> **STATED TASK**
Report each line of the material below that contains the word "Request", copying the lines in the order they appear.

[Extracted records]

►

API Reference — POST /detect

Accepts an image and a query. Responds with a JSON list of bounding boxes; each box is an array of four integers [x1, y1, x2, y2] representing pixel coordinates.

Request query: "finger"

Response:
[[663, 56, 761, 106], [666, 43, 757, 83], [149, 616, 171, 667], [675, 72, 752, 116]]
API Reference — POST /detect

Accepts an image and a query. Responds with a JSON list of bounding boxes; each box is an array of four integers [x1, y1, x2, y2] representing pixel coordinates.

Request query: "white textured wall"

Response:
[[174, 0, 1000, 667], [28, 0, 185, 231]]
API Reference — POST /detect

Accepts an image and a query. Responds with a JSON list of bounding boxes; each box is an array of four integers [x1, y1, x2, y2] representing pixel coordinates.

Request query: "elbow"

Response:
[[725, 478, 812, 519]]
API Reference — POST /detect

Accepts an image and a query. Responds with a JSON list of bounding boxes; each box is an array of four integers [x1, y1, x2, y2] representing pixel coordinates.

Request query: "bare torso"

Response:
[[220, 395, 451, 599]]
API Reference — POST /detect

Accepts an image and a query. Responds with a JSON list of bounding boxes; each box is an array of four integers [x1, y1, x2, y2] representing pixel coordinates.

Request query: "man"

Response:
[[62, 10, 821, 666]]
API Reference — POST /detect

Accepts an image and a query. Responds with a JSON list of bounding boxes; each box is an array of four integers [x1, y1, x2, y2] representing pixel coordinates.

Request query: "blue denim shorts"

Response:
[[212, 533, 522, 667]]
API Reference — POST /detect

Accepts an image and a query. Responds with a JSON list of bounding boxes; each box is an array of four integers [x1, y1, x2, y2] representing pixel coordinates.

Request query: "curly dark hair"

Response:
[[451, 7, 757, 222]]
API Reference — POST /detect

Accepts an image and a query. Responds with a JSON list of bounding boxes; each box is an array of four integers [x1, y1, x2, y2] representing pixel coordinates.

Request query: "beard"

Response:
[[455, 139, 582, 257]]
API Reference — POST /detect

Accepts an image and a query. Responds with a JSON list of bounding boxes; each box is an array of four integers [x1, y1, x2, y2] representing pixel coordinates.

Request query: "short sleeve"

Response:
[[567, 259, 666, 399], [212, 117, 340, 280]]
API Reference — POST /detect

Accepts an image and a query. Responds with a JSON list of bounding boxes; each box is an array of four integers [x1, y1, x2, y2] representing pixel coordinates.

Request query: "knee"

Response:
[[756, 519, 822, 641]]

◄

> **ANSWER TO THIS EXERCISE**
Request query: "finger"
Request query: "white textured wall"
Request query: "elbow"
Request query: "bare torso"
Request query: "man"
Request query: "blue denim shorts"
Request query: "curly dark hair"
Request query: "beard"
Request query: "short sleeve"
Request query: "knee"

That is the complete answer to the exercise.